— WHAT YOU NEED TO DO —
1 - In the day care biting report, what did a doctor recommend Furtado treat her son with?
2 - List every proper name of a person, organization or place that appears in the day care biting report below.

— PROVIDED PASSAGE —
============================================================
The boy’s mother, Shannon Furtado told Target 12 she didn’t know about the bite until she picked her son up that afternoon.
“I looked at my son and I said ‘what is this on his face?” Furtado said. “[The owner] said, ‘oh yeah he got bit… maybe next time I’ll call.’ I couldn’t believe it.”
Furtado supplied Target 12 with a blurry cell phone snapshot of the injury, taken more than a day after the bite. She says the injury had healed substantially, but a red bite mark to the child’s temple is clearly visible.
A doctor recommended she treat the boy with an antibiotic ointment. Furtado immediately removed her son from the day care – opting to keep the toddler with family while she works and goes to school.
The documents state the child who bit the others is a 17 month-old girl who had just arrived at Archangels Day Care the day before. Police say the girl is being cared for by an aunt while the mother serves time at the Brisol County House of Correction for an undisclosed crime.
The aunt told police she was never notified about the biting incident until she went to pick up her niece and “saw a little girl sitting on the lap of Ashraf who was holding an ice pack to her eye.”
The woman tells police “in all the time she has been in her niece’s company she has never seen her bite anyone.” The child had been in foster care, according to statements and previous caregivers never raised any flags.
============================================================
— STUDY MATERIAL —
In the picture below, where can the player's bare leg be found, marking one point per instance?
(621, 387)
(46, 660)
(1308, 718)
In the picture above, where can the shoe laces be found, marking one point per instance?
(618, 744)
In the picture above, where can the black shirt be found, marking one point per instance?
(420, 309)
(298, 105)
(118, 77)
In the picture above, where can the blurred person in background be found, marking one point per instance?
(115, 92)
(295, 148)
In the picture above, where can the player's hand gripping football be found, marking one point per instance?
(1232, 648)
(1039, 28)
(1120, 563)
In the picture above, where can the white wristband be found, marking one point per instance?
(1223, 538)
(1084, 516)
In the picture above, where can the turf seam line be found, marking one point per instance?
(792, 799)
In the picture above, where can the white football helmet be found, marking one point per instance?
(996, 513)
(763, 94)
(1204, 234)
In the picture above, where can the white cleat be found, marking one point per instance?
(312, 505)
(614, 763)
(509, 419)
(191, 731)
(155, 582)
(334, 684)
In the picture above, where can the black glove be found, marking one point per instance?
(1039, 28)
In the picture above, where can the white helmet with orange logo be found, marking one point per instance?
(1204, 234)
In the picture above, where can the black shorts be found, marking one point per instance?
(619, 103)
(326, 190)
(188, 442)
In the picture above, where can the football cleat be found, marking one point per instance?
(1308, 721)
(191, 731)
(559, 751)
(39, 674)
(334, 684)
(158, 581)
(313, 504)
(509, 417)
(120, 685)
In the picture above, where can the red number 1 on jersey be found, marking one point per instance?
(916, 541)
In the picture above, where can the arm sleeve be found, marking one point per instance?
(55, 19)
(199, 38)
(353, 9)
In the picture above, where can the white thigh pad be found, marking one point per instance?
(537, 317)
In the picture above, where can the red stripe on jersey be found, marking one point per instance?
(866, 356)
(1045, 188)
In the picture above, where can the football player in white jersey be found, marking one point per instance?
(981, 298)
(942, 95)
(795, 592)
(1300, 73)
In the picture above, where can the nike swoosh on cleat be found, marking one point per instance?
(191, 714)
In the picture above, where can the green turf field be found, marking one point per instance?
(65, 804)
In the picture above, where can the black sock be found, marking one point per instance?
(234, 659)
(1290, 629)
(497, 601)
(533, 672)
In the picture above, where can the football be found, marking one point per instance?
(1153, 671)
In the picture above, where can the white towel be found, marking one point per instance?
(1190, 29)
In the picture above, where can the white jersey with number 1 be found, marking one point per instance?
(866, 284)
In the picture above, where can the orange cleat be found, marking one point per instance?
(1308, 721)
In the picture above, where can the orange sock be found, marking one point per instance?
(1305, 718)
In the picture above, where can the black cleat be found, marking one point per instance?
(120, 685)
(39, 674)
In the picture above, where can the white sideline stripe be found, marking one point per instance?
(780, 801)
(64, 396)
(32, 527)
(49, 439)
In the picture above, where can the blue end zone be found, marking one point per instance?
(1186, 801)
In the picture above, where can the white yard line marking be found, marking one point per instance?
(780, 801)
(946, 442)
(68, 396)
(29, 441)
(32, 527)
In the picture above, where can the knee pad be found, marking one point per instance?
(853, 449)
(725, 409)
============================================================
— SOLVED TASKS —
1 - An antibiotic ointment.

2 - Shannon Furtado, Target 12, Archangels Day Care, Brisol County House of Correction, Ashraf